**Data in this exercise:**

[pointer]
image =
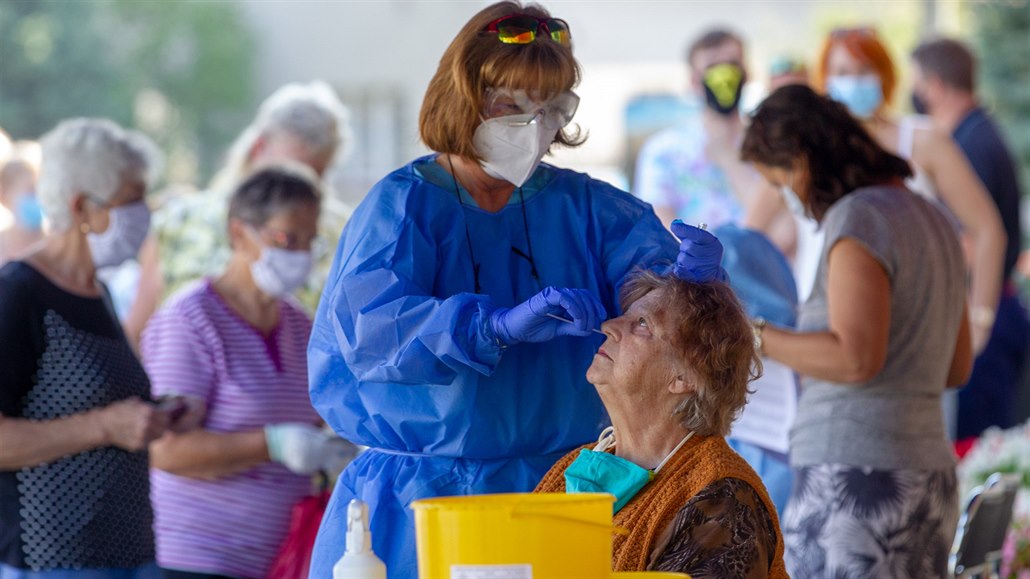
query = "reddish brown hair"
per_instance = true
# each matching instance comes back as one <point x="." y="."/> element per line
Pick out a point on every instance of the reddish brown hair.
<point x="713" y="338"/>
<point x="863" y="44"/>
<point x="476" y="61"/>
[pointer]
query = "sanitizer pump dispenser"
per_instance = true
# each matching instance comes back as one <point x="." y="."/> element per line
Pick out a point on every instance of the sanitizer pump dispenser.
<point x="358" y="562"/>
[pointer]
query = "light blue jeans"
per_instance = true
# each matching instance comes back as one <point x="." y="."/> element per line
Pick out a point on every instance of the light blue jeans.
<point x="771" y="468"/>
<point x="145" y="572"/>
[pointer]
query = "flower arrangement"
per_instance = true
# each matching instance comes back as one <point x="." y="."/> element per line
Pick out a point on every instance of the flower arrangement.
<point x="1007" y="452"/>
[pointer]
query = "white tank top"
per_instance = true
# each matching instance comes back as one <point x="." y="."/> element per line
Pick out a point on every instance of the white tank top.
<point x="919" y="182"/>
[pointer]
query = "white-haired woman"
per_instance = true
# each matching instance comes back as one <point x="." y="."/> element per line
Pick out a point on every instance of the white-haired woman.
<point x="75" y="409"/>
<point x="302" y="124"/>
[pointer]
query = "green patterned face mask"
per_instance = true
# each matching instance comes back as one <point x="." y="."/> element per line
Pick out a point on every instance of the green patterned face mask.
<point x="723" y="86"/>
<point x="597" y="471"/>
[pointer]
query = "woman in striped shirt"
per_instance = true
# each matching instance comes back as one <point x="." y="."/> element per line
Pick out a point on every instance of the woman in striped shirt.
<point x="222" y="494"/>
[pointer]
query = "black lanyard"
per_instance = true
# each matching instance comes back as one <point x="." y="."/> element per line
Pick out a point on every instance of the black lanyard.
<point x="516" y="250"/>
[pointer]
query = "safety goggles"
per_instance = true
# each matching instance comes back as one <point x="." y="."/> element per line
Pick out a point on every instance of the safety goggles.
<point x="523" y="29"/>
<point x="552" y="113"/>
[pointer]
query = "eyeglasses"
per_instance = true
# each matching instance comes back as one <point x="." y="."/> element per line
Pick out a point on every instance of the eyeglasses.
<point x="523" y="29"/>
<point x="285" y="240"/>
<point x="552" y="113"/>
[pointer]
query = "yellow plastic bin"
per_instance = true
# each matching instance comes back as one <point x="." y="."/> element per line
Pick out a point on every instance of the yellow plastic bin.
<point x="648" y="575"/>
<point x="531" y="536"/>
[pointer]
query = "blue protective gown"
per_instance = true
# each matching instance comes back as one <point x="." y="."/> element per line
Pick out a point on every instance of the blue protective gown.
<point x="400" y="360"/>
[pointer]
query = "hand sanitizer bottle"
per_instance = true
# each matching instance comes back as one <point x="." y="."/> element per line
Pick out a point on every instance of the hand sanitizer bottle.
<point x="358" y="562"/>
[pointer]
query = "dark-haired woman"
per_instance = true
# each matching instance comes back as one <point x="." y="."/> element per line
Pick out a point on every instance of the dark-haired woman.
<point x="222" y="492"/>
<point x="883" y="335"/>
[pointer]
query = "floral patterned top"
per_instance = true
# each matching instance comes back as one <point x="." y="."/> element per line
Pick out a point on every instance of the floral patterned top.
<point x="673" y="171"/>
<point x="724" y="532"/>
<point x="192" y="228"/>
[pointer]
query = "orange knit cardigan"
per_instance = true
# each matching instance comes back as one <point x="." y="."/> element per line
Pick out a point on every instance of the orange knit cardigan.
<point x="700" y="462"/>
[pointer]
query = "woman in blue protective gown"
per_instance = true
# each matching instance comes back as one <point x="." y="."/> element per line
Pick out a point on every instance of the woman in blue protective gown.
<point x="433" y="343"/>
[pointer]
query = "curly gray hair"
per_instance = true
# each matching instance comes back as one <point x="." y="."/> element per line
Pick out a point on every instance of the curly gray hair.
<point x="92" y="157"/>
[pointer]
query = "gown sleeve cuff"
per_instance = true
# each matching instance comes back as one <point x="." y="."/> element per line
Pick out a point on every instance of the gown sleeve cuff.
<point x="488" y="344"/>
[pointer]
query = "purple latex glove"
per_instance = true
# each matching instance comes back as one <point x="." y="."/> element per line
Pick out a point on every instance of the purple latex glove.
<point x="528" y="321"/>
<point x="700" y="253"/>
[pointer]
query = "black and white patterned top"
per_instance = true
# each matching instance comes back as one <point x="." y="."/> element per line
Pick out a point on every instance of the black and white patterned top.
<point x="62" y="354"/>
<point x="724" y="532"/>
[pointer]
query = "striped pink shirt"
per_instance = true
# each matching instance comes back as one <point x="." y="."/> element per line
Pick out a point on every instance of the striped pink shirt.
<point x="196" y="345"/>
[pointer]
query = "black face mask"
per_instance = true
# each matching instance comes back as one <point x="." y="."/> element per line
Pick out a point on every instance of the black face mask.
<point x="919" y="105"/>
<point x="723" y="86"/>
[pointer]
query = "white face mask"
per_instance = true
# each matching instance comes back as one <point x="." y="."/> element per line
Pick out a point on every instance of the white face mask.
<point x="512" y="146"/>
<point x="277" y="272"/>
<point x="126" y="232"/>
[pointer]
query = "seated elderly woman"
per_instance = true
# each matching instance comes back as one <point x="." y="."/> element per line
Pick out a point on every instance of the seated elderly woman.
<point x="674" y="374"/>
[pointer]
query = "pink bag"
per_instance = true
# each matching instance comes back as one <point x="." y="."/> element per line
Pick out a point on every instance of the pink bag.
<point x="294" y="559"/>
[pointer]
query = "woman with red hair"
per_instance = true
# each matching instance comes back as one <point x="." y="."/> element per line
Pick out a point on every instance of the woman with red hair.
<point x="856" y="69"/>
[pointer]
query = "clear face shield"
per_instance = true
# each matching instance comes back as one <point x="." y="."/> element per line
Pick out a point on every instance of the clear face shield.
<point x="552" y="113"/>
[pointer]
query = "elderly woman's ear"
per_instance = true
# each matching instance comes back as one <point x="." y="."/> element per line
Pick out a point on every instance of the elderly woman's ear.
<point x="684" y="382"/>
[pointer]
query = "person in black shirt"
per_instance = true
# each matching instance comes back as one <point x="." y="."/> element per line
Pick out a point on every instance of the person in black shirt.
<point x="75" y="414"/>
<point x="943" y="86"/>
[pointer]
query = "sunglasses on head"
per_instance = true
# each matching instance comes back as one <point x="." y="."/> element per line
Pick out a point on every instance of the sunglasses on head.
<point x="524" y="29"/>
<point x="855" y="31"/>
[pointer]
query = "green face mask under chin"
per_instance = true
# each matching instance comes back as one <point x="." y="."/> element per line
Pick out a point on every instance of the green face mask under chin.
<point x="597" y="471"/>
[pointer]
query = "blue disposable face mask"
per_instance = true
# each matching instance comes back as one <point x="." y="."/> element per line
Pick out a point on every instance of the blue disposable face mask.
<point x="598" y="471"/>
<point x="862" y="95"/>
<point x="28" y="212"/>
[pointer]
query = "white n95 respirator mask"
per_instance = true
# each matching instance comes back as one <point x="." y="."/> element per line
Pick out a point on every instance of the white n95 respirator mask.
<point x="126" y="232"/>
<point x="278" y="272"/>
<point x="512" y="146"/>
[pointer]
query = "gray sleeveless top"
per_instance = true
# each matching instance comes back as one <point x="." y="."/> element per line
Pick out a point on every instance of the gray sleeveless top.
<point x="893" y="420"/>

**Your instructions:** Print each line of the material above exactly, with the pictures removed from your copy.

**Solution for this problem:**
[pointer]
image =
query = "reddish brown hair"
per_instance = true
# each matching instance comes back as one <point x="." y="."/> element per line
Pick out a point on every instance of the reddish brown hair.
<point x="713" y="338"/>
<point x="863" y="44"/>
<point x="476" y="61"/>
[pointer]
query = "sanitizer pump dispenser"
per_instance = true
# each matching instance comes back as one <point x="." y="."/> element per line
Pick out a point on every instance of the sanitizer pump dispenser.
<point x="358" y="562"/>
[pointer]
query = "light blue jeans"
per_instance = true
# each matching instance comes back as one <point x="." y="."/> element per line
Pick out a point on every instance of the light blue jeans.
<point x="771" y="468"/>
<point x="145" y="572"/>
[pointer]
query = "flower arrangement"
per_instance = true
# each matching instance comes back as one <point x="." y="."/> element per line
Pick out a point on every instance of the flower arrangement.
<point x="1007" y="452"/>
[pointer]
query = "white tank top"
per_instance = true
# each matching instance comes back as one <point x="." y="."/> element per line
Pick out a point on every instance of the white tank top.
<point x="919" y="182"/>
[pointer]
query = "white-haired woman"
per_instance = true
# each matching instance comes back as one <point x="." y="."/> element per line
Pick out a point on every instance of the white-haired woman.
<point x="75" y="409"/>
<point x="302" y="124"/>
[pointer]
query = "green patterned face mask"
per_instance = true
# each matching instance comes back as one <point x="." y="."/> element per line
Pick out a point on every instance of the green patterned face mask.
<point x="723" y="86"/>
<point x="597" y="471"/>
[pointer]
query = "woman in striped shirt"
per_instance = true
# each matching instance comes back as one <point x="." y="."/> element per line
Pick out a point on every instance of the woman in striped shirt.
<point x="222" y="494"/>
[pointer]
query = "black lanyard"
per_instance = true
# each matching instance comes back as one <point x="." y="."/> element per line
Pick out a point on every instance of the black lanyard.
<point x="516" y="250"/>
[pointer]
query = "safety goggles"
per_instance = true
# each matching instance comes back as one <point x="." y="."/> element per line
Pick out a point on every instance of the safety goggles.
<point x="523" y="29"/>
<point x="552" y="113"/>
[pointer]
query = "eyeglasses"
per_instance = true
# each matching instance comes back as one <point x="." y="."/> element per line
Pick out a point on every instance of the eyeglasses.
<point x="523" y="29"/>
<point x="285" y="240"/>
<point x="552" y="113"/>
[pointer]
query = "yellow plastic bin"
per_instance = true
# each matching instance comes back as one <point x="." y="."/> element per line
Pick out a point on every instance of the yellow plastic bin.
<point x="648" y="575"/>
<point x="531" y="536"/>
[pointer]
query = "blue protective gown"
per_instance = true
# each matching instance comes back as one <point x="." y="."/> element per line
Pick out a point on every instance of the blue protective gown.
<point x="400" y="360"/>
[pointer]
query = "hand sanitizer bottle"
per_instance = true
# each matching instance comes back as one <point x="." y="."/> element per line
Pick out a point on every instance of the hand sanitizer bottle.
<point x="358" y="562"/>
[pointer]
query = "dark-haired woman"
per_instance = true
# each matching instance comes back as one <point x="." y="."/> element per line
Pick out a point on every instance of the dark-haired woman.
<point x="222" y="492"/>
<point x="883" y="335"/>
[pointer]
query = "floral patterned top"
per_instance = true
# each matching instance comes back as one <point x="." y="."/> element per line
Pick out a point on every instance of the floral patterned top.
<point x="673" y="171"/>
<point x="724" y="532"/>
<point x="192" y="228"/>
[pointer]
query = "orange knit cardigan"
per_instance = true
# each matching instance comes back as one <point x="." y="."/> element per line
Pick out a point on every instance of the orange knit cardigan.
<point x="700" y="462"/>
[pointer]
query = "woman in blue protective gown"
per_instance = true
# each matching instance comes back as one <point x="." y="."/> element per line
Pick out a point on every instance of the woman in blue protective gown.
<point x="433" y="343"/>
[pointer]
query = "curly gray hair"
per_instance = true
# each matching instance comes back as one <point x="." y="."/> element per line
Pick out a point on every instance of the curly gray hair.
<point x="92" y="157"/>
[pointer]
query = "gown sleeve cuff"
per_instance = true
# each matching instance comes back as one <point x="." y="."/> element per line
Pick out a point on every instance of the gown sleeve cuff.
<point x="488" y="344"/>
[pointer]
query = "purple latex glove"
per_instance = true
# each matching instance comes back as one <point x="." y="."/> element per line
Pick out a point on every instance of the purple latex glove.
<point x="528" y="321"/>
<point x="700" y="253"/>
[pointer]
query = "black and white patterned top"
per_instance = true
# each matching instance comes back as one <point x="." y="."/> element per line
Pick out a point on every instance of the black and white patterned top.
<point x="62" y="354"/>
<point x="724" y="532"/>
[pointer]
query = "striped pink shirt"
per_instance = true
# each matching instance comes back as one <point x="." y="."/> element per line
Pick out a point on every instance of the striped pink shirt.
<point x="196" y="345"/>
[pointer]
query = "black face mask"
per_instance = true
# each matching instance comes back as one <point x="." y="."/> element per line
Pick out a point on every instance of the black face mask.
<point x="919" y="105"/>
<point x="723" y="86"/>
[pointer]
query = "white face mask"
per_instance = true
# each matching instance comes back as one <point x="." y="."/> element per line
Pick out a point on every instance of the white face mask.
<point x="512" y="146"/>
<point x="277" y="272"/>
<point x="126" y="232"/>
[pointer]
query = "seated elderly woman"
per_instance = true
# each matching instance comes back as one <point x="." y="."/> element per line
Pick out a point on every instance of the seated elderly woman.
<point x="674" y="374"/>
[pointer]
query = "pink bag"
per_instance = true
# each matching instance comes back as one <point x="." y="."/> element per line
Pick out a point on every instance of the pink bag.
<point x="294" y="559"/>
[pointer]
query = "woman with red hair"
per_instance = true
# each matching instance comes back as one <point x="." y="."/> element per line
Pick out a point on every instance of the woman with red hair.
<point x="856" y="69"/>
[pointer]
query = "clear face shield"
per_instance = true
# each matching instance comes back as one <point x="." y="."/> element per line
Pick out a point on every instance of the clear face shield.
<point x="552" y="113"/>
[pointer]
query = "elderly woman's ear"
per_instance = true
# each matching instance comes back as one <point x="." y="."/> element per line
Pick out a point on every instance of the elderly woman's ear.
<point x="684" y="382"/>
[pointer]
query = "person in black shirt"
per_instance = true
# each matching instance comes back as one <point x="." y="."/> element per line
Pick out a point on every instance of the person in black shirt.
<point x="75" y="414"/>
<point x="943" y="86"/>
[pointer]
query = "sunglasses on head"
per_instance = true
# each matching instance comes back as one <point x="." y="."/> element per line
Pick out a point on every instance of the sunglasses on head.
<point x="524" y="29"/>
<point x="855" y="31"/>
[pointer]
query = "green face mask under chin"
per_instance = true
# each matching instance comes back as one <point x="." y="."/> element per line
Pick out a point on every instance of the green face mask under chin.
<point x="597" y="471"/>
[pointer]
query = "blue disposable face mask"
per_instance = true
# each matching instance comes back as one <point x="." y="."/> element per line
Pick out a point on every instance of the blue disposable face mask.
<point x="598" y="471"/>
<point x="862" y="95"/>
<point x="28" y="212"/>
[pointer]
query = "white n95 respirator mask"
per_instance = true
# each matching instance comes back as one <point x="." y="."/> element per line
Pick out a point on every instance of the white n95 respirator mask.
<point x="126" y="232"/>
<point x="278" y="272"/>
<point x="512" y="146"/>
[pointer]
query = "gray sleeveless top"
per_instance = true
# each matching instance comes back as one <point x="." y="."/> element per line
Pick out a point on every instance of the gray sleeveless top.
<point x="893" y="420"/>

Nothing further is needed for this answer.